### Problem description
Lines from the first one down to the one containing "POINT: one per instance on the transparent" in the data below are the only ones needed; please return them exactly, both ends included.

---*---

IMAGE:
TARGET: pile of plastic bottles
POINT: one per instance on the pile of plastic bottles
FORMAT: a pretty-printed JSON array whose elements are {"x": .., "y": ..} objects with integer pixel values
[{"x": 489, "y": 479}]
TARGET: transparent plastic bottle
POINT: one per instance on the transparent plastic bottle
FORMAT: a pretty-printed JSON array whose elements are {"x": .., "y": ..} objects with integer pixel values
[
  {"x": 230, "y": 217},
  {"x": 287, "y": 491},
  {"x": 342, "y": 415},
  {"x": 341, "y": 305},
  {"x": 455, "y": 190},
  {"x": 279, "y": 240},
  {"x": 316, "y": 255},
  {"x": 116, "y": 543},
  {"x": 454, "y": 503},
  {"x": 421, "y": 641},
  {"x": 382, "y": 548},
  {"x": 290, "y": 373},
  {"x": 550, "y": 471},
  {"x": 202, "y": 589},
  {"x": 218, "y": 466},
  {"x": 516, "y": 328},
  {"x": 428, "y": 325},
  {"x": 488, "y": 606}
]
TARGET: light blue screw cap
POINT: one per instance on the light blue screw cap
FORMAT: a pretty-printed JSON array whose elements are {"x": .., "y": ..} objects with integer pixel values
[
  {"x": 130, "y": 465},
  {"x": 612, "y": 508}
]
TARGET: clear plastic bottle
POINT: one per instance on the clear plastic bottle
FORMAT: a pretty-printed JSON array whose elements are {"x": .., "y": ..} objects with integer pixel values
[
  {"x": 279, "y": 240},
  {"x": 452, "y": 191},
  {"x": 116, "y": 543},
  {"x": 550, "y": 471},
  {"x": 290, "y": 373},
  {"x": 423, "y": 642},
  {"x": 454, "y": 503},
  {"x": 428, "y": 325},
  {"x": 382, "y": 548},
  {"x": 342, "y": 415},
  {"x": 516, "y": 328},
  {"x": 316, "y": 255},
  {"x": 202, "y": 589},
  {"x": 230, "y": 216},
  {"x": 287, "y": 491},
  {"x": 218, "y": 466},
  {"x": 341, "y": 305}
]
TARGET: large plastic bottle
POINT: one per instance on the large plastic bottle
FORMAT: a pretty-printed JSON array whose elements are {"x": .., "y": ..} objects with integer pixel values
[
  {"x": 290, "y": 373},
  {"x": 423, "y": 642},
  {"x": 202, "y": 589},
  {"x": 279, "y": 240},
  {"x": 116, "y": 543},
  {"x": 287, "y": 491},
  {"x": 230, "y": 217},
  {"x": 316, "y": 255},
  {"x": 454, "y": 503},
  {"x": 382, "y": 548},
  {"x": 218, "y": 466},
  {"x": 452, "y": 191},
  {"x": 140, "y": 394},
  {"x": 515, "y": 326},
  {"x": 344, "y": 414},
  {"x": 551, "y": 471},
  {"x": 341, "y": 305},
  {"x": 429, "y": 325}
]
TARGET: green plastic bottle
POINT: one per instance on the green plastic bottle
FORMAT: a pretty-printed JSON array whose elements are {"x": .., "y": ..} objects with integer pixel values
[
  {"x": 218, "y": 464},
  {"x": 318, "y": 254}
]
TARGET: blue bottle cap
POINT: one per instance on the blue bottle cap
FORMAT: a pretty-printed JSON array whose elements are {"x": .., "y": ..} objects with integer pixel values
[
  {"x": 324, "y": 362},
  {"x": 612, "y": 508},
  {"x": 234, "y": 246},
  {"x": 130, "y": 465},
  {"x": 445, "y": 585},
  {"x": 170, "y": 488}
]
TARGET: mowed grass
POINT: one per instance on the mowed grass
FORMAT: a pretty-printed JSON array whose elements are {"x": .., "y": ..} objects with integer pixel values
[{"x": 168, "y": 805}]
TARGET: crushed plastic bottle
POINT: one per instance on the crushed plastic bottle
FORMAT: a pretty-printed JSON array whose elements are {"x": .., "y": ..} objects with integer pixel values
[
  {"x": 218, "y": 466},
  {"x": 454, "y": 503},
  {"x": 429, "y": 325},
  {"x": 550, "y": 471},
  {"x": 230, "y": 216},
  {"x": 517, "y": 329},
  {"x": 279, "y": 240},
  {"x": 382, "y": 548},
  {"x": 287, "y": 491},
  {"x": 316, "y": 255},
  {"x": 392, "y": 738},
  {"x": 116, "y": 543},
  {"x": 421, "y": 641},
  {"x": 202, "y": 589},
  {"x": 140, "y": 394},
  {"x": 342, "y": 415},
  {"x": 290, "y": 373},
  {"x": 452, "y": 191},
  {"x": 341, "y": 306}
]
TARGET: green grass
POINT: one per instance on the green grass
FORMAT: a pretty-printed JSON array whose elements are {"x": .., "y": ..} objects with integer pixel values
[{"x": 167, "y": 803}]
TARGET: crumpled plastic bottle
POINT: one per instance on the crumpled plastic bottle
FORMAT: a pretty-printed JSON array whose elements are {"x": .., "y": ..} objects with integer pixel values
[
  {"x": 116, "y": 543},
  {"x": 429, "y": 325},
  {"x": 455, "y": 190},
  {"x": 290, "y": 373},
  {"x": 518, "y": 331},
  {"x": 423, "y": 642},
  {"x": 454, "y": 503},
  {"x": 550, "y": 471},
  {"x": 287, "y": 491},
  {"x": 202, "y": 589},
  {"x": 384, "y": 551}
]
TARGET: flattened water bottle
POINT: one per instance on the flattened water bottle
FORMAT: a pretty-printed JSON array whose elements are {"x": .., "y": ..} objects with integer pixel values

---*---

### Reply to the task
IMAGE:
TARGET: pile of plastic bottles
POINT: one per instance on the pile of plastic bottles
FORMAT: a pretty-printed JSON array whose elements are {"x": .., "y": ..} objects with integer pixel values
[{"x": 489, "y": 479}]
TARGET: transparent plastic bottle
POINT: one per instance on the transparent plastic bottle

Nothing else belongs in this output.